━━━━━ Text provided ━━━━━

Every year, hundreds of people with disabilities across Canada get their start in wheelchair sports thanks to the Bridging the Gap program. Our participants are a wide range of ages, disabilities, genders, experience levels and fitness levels, but they all have one thing in common: a willingness to try something new.
To showcase the diversity of our participants, every month we’ll highlight a participant from a different province. This month, our Participant of the Month is Dean Stoney, of British Columbia.
What sports did you play prior to acquiring a spinal cord injury?
Prior to being injured, I was primarily a swimmer, a cyclist and a seasonal golfer. I hadn’t participated in organized sports for nearly 20 years.
How did you get involved in wheelchair sports?
During my stay at G.F. Strong [Rehabilitation Centre], I knew I needed a new way to get my exercise, since my prior activities were now off the table. Through some of the rec programs as well as participating in Have A Go Days, I found I really enjoyed being in the team environment.
What was it like getting used to playing sports in a wheelchair?
It was difficult at first as I was pretty fresh out of the hospital and not in the best of shape. I had lost a lot of muscle mass due to being laid up for so long. I was just getting used to getting around in a typical day chair and all of a sudden I was tossing myself into a situation that required a lot more speed and strength. Like anything else though, the body started to adapt and really even now 18 months later is still adapting.
What wheelchair sports do you play now?
I’m currently involved in the drop-in sessions being hosted in Port Moody’s Rec Centre in Ioco and more recently the drop-in wheelchair basketball at the Edmonds Rec Centre in Burnaby. When it’s in season I also participate in the Tim Frick Wheelchair Basketball City League.
What do you get out of participating in programs like the Port Moody wheelchair sports drop-in program?
Foremost it gives me that extra push to get out of the house and be more active, but its also just plain fun to get together with a like-minded group and just play.
What role has participating in wheelchair sports played in your recovery/ adapting to an SCI?
It has kept me far more active than I would have been otherwise, giving me a cardio workout that I otherwise would have been missing out on. It’s also shown me that there is more out there for me other than just work and home post injury, seeing the huge diversity of people involved in sports at all levels with a broad range of disabilities is inspiring.
What would you say to people with disabilities thinking of getting involved in wheelchair sports?
Either through a rec therapist or via BC Wheelchair Sports find out when the next local ‘Have A Go’ day is scheduled and head on out there to give it a whirl. There are a lot of different sports out there, both team and individual based. Take full advantage and head on out and give it them a shot. There are still sports out there I would love to try and just haven’t found the time, the amount that is available is near overwhelming!

━━━━━ Record set ━━━━━

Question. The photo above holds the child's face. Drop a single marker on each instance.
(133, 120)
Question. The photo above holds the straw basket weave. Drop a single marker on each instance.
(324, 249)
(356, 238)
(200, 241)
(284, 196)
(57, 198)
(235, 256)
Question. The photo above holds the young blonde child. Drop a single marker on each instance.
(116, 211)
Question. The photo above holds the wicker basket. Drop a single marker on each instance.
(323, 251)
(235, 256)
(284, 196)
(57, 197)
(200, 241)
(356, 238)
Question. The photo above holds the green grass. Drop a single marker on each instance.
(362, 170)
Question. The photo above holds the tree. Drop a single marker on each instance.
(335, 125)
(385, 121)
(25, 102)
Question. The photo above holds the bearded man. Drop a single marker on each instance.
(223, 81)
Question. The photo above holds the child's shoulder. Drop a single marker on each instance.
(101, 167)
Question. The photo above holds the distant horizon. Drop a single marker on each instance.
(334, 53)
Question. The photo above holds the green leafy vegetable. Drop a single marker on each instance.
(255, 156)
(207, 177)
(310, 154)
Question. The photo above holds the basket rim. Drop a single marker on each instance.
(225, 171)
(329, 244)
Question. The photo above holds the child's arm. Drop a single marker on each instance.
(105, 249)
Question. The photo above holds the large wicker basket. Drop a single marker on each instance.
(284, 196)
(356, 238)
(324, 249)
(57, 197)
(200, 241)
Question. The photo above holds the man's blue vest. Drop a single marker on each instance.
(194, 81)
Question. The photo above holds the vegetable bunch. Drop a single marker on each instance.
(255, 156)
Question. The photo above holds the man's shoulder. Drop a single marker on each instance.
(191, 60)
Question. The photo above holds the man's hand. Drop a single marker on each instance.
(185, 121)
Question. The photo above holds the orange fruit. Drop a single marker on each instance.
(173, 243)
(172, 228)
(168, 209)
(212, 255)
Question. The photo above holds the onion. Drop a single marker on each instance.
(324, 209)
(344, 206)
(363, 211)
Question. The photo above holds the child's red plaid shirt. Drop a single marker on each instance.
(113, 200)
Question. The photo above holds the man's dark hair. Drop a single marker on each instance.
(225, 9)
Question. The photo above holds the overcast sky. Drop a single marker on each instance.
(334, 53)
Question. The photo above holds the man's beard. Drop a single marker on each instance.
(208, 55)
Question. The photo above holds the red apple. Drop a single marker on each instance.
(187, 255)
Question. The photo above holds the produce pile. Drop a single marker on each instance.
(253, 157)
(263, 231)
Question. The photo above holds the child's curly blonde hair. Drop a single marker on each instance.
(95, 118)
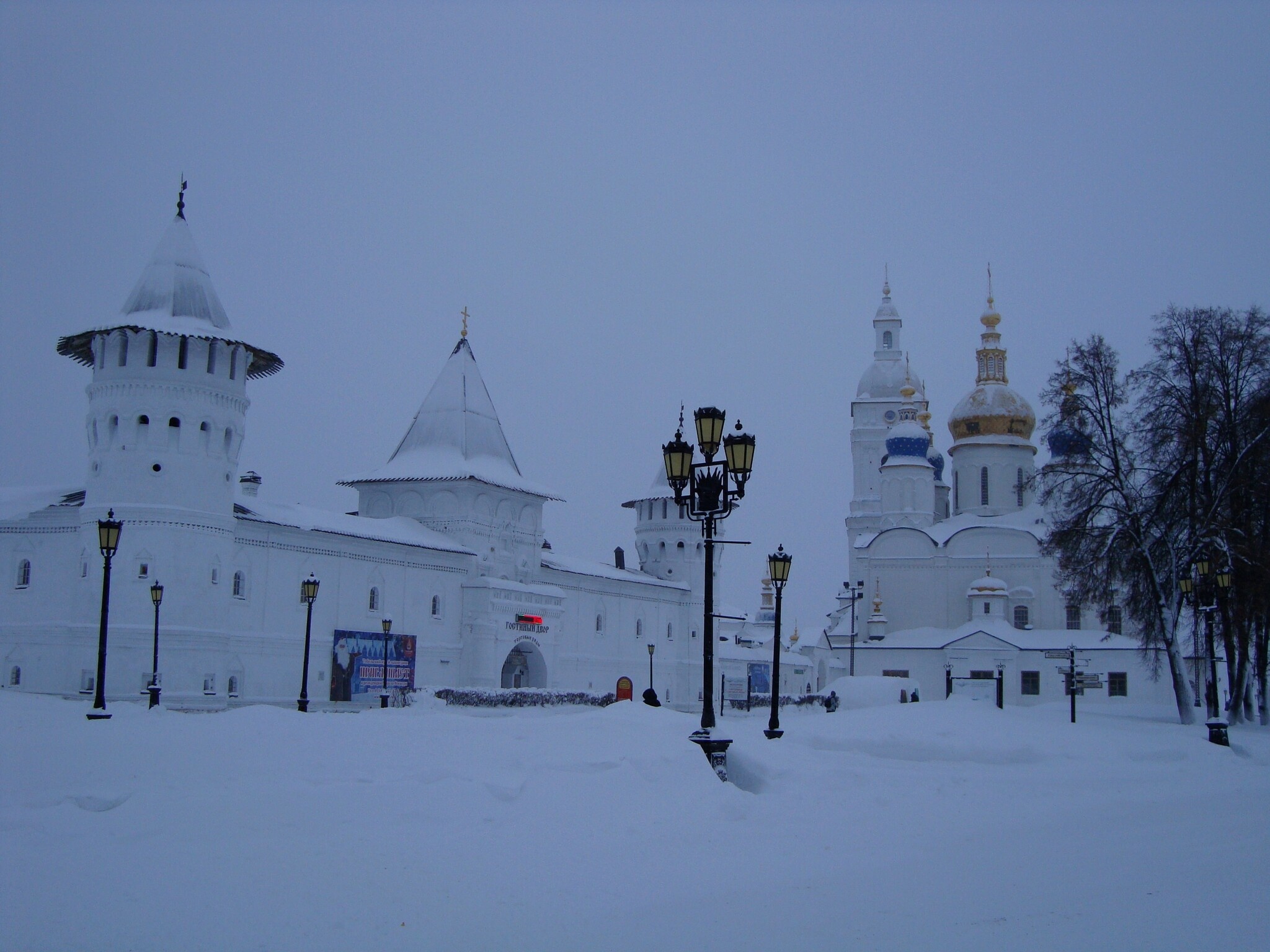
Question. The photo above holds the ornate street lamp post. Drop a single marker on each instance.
(1202, 587)
(156, 597)
(384, 694)
(308, 594)
(109, 541)
(708, 490)
(779, 571)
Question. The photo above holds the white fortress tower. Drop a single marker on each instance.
(168, 400)
(992, 455)
(454, 472)
(873, 413)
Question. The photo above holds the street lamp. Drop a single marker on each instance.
(1201, 588)
(855, 592)
(308, 594)
(384, 694)
(706, 490)
(651, 695)
(156, 597)
(109, 541)
(779, 571)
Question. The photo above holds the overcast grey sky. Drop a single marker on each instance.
(639, 203)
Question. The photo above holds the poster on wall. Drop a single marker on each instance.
(357, 663)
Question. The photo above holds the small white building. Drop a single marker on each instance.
(447, 541)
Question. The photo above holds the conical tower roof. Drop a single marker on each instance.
(174, 295)
(455, 436)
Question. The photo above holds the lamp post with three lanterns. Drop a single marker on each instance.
(709, 491)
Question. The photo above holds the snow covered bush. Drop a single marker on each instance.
(521, 697)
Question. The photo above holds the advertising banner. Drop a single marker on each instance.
(357, 663)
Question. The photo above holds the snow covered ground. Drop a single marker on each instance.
(934, 826)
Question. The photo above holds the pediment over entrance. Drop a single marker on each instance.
(982, 639)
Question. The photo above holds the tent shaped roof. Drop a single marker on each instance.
(455, 436)
(174, 295)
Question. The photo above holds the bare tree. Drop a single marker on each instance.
(1112, 527)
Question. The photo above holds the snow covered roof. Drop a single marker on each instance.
(1034, 640)
(20, 501)
(455, 436)
(600, 570)
(658, 489)
(397, 528)
(174, 295)
(1030, 519)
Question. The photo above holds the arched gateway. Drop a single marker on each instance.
(525, 667)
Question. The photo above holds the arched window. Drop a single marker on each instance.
(1116, 620)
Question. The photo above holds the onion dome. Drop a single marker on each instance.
(907, 438)
(992, 409)
(1066, 439)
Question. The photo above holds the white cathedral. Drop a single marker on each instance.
(447, 541)
(957, 592)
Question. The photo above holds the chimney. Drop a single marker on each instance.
(249, 483)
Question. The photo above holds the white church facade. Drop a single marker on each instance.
(949, 583)
(447, 541)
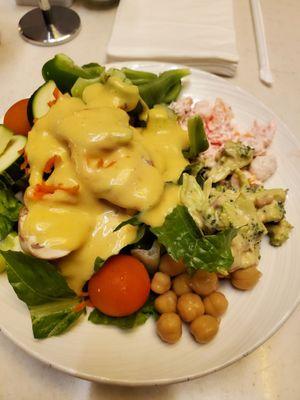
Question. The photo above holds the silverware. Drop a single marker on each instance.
(49, 25)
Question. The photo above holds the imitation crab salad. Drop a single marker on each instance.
(120, 202)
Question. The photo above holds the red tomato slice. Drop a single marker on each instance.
(120, 287)
(16, 118)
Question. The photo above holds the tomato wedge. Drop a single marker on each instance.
(120, 287)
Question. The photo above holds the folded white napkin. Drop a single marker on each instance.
(193, 32)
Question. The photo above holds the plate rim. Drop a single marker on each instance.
(185, 378)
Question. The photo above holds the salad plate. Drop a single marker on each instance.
(109, 355)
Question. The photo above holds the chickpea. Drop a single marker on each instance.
(190, 306)
(215, 304)
(166, 302)
(245, 279)
(181, 284)
(161, 283)
(169, 327)
(204, 328)
(170, 266)
(204, 282)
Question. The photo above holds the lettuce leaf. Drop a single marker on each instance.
(98, 263)
(129, 322)
(197, 136)
(184, 241)
(9, 212)
(52, 319)
(52, 304)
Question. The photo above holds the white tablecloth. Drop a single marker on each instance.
(273, 370)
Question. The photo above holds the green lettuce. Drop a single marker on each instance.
(184, 241)
(52, 304)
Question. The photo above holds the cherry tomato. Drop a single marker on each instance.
(120, 287)
(16, 118)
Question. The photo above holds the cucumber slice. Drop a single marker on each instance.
(5, 137)
(12, 151)
(38, 104)
(11, 242)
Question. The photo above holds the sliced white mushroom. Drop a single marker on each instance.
(31, 246)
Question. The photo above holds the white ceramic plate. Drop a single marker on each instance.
(108, 355)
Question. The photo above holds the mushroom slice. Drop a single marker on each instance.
(30, 245)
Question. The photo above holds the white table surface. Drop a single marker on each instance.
(273, 370)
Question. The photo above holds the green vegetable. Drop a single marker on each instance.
(14, 177)
(11, 242)
(38, 104)
(194, 198)
(184, 241)
(52, 304)
(279, 233)
(5, 137)
(98, 263)
(235, 155)
(64, 72)
(53, 319)
(9, 212)
(35, 281)
(157, 90)
(197, 136)
(129, 322)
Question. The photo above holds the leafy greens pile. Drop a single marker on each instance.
(53, 306)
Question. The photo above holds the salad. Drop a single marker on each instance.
(120, 202)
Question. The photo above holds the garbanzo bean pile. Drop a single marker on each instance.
(193, 299)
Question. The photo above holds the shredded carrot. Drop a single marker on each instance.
(42, 189)
(57, 93)
(79, 307)
(51, 163)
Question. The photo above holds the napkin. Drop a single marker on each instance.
(194, 32)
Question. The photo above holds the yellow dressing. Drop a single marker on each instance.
(165, 140)
(102, 167)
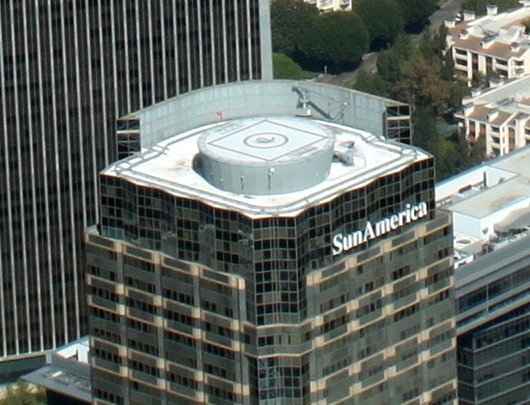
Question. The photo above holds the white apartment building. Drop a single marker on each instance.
(331, 5)
(494, 43)
(490, 204)
(499, 114)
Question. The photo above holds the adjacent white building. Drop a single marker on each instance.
(499, 114)
(331, 5)
(490, 205)
(495, 43)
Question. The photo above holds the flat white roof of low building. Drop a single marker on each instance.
(500, 31)
(490, 203)
(507, 180)
(169, 165)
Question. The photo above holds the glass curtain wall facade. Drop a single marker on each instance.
(191, 303)
(68, 69)
(493, 327)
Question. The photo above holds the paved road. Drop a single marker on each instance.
(447, 9)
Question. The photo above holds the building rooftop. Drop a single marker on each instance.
(66, 372)
(270, 156)
(499, 35)
(490, 204)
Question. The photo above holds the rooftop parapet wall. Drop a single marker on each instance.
(360, 110)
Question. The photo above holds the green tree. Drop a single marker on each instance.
(421, 85)
(285, 68)
(382, 19)
(416, 13)
(290, 20)
(22, 394)
(390, 61)
(338, 40)
(371, 83)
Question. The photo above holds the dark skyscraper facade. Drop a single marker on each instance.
(68, 69)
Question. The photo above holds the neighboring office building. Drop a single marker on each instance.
(225, 270)
(332, 5)
(66, 375)
(499, 115)
(492, 44)
(491, 218)
(68, 69)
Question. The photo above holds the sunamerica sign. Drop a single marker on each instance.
(343, 242)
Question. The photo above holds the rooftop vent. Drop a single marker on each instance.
(491, 9)
(348, 154)
(469, 15)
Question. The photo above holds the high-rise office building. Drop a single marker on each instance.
(490, 205)
(270, 259)
(68, 69)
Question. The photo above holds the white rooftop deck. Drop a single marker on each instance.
(168, 166)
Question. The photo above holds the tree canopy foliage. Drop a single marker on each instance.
(286, 68)
(422, 76)
(416, 13)
(479, 6)
(383, 20)
(22, 394)
(338, 40)
(290, 20)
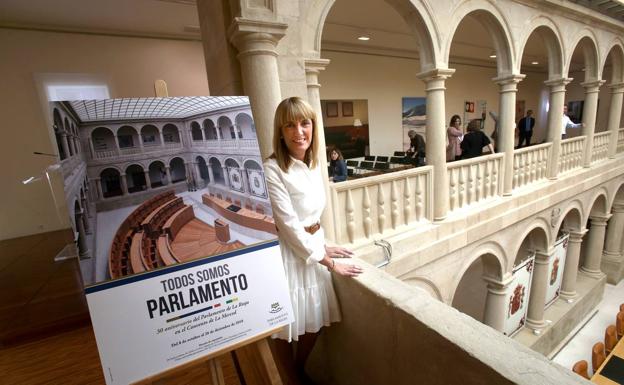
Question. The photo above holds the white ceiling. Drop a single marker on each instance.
(152, 108)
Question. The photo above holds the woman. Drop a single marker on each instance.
(454, 135)
(297, 195)
(474, 141)
(337, 166)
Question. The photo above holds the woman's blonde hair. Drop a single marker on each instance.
(291, 110)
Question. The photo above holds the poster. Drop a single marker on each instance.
(414, 117)
(148, 323)
(556, 264)
(518, 296)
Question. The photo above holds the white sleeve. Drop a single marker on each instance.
(288, 225)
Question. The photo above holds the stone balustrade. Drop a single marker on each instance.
(571, 156)
(600, 150)
(370, 207)
(473, 180)
(530, 164)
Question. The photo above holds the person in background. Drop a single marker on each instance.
(567, 123)
(337, 165)
(474, 141)
(454, 134)
(525, 126)
(417, 148)
(297, 195)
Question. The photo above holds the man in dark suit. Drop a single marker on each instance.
(525, 128)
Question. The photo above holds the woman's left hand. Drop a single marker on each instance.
(338, 252)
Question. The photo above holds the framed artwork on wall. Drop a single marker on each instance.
(331, 109)
(347, 108)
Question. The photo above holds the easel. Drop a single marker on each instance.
(254, 354)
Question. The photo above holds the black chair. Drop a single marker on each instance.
(381, 166)
(366, 165)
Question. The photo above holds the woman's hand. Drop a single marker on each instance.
(338, 252)
(347, 270)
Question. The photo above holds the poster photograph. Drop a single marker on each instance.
(180, 258)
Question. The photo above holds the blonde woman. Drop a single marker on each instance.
(297, 196)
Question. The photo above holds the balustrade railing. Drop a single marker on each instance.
(530, 164)
(366, 208)
(571, 154)
(473, 180)
(601, 146)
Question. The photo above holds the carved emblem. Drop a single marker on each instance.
(553, 273)
(517, 299)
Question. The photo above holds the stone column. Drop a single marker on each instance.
(436, 137)
(570, 270)
(496, 301)
(124, 184)
(148, 183)
(615, 112)
(611, 262)
(589, 117)
(555, 113)
(65, 145)
(98, 185)
(168, 170)
(313, 67)
(506, 125)
(256, 42)
(83, 249)
(595, 243)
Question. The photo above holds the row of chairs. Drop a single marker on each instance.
(600, 351)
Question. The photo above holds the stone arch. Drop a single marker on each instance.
(548, 31)
(491, 18)
(135, 178)
(616, 52)
(110, 180)
(470, 292)
(417, 15)
(426, 285)
(587, 40)
(157, 173)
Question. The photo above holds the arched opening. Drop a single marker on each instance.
(128, 138)
(245, 126)
(177, 170)
(58, 129)
(217, 171)
(157, 174)
(135, 178)
(471, 292)
(542, 59)
(204, 175)
(226, 129)
(210, 131)
(479, 35)
(196, 133)
(171, 134)
(110, 180)
(103, 141)
(150, 136)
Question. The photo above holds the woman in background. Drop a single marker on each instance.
(337, 165)
(297, 196)
(454, 135)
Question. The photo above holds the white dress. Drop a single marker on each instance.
(298, 199)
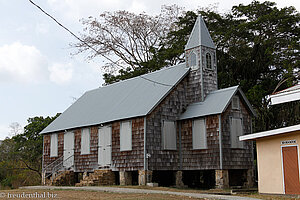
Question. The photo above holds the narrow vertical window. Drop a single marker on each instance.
(199, 134)
(236, 130)
(208, 61)
(193, 60)
(235, 103)
(125, 136)
(169, 135)
(53, 145)
(85, 141)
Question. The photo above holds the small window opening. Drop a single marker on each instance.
(208, 61)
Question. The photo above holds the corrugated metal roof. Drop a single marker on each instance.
(269, 133)
(126, 99)
(215, 103)
(200, 36)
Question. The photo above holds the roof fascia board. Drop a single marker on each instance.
(274, 132)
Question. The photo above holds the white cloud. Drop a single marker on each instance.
(22, 63)
(61, 73)
(75, 10)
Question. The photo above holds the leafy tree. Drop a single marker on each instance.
(258, 49)
(29, 145)
(127, 40)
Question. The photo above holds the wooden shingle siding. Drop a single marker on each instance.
(169, 109)
(236, 158)
(86, 162)
(200, 159)
(46, 154)
(128, 160)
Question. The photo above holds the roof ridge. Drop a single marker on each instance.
(136, 77)
(225, 89)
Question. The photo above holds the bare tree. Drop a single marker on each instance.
(126, 38)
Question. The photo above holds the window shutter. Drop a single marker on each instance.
(54, 145)
(236, 131)
(199, 134)
(85, 141)
(169, 135)
(236, 103)
(126, 136)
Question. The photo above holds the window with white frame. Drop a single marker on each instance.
(236, 130)
(235, 103)
(199, 134)
(54, 145)
(208, 61)
(126, 136)
(193, 60)
(85, 141)
(169, 135)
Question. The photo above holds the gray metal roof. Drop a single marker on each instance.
(215, 103)
(200, 36)
(126, 99)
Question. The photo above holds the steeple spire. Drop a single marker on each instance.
(200, 36)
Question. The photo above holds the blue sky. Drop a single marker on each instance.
(38, 75)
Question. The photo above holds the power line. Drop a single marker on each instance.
(78, 38)
(156, 82)
(73, 34)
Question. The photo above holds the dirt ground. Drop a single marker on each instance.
(93, 195)
(90, 195)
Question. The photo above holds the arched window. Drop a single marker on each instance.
(193, 59)
(208, 61)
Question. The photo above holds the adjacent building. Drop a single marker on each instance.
(173, 127)
(278, 152)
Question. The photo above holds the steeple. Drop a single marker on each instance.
(200, 36)
(200, 56)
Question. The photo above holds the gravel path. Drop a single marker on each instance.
(143, 191)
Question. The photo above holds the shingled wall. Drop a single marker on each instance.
(169, 109)
(241, 158)
(128, 160)
(46, 154)
(86, 162)
(200, 159)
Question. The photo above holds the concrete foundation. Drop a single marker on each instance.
(125, 178)
(145, 176)
(222, 179)
(179, 182)
(250, 179)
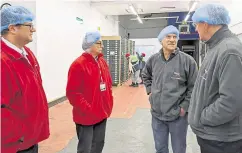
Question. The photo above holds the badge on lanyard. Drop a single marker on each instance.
(102, 86)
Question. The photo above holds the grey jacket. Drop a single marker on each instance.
(215, 111)
(170, 82)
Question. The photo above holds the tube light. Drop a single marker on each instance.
(191, 10)
(193, 7)
(133, 10)
(139, 19)
(188, 15)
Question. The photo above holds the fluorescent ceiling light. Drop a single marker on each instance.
(139, 19)
(191, 10)
(193, 7)
(133, 10)
(188, 15)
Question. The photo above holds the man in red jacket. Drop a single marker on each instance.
(24, 109)
(89, 92)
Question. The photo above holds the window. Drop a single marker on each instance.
(240, 37)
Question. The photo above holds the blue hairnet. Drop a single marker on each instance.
(15, 15)
(168, 30)
(213, 14)
(90, 39)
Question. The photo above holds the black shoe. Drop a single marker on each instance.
(136, 85)
(132, 84)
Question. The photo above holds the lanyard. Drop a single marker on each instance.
(100, 72)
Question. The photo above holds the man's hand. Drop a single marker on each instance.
(182, 112)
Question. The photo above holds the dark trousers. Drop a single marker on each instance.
(91, 138)
(177, 130)
(209, 146)
(33, 149)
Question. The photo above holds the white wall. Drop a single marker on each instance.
(149, 28)
(235, 13)
(59, 38)
(147, 46)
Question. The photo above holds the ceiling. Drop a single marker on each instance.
(121, 7)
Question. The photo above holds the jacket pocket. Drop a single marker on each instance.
(227, 129)
(13, 129)
(155, 102)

━━━━━

Exercise goal => Copy verbatim the portion of the Dean Stoney profile that runs from "What was it" up to and including "you play now?".

Task solution =>
What was it like getting used to playing sports in a wheelchair?
It was difficult at first as I was pretty fresh out of the hospital and not in the best of shape. I had lost a lot of muscle mass due to being laid up for so long. I was just getting used to getting around in a typical day chair and all of a sudden I was tossing myself into a situation that required a lot more speed and strength. Like anything else though, the body started to adapt and really even now 18 months later is still adapting.
What wheelchair sports do you play now?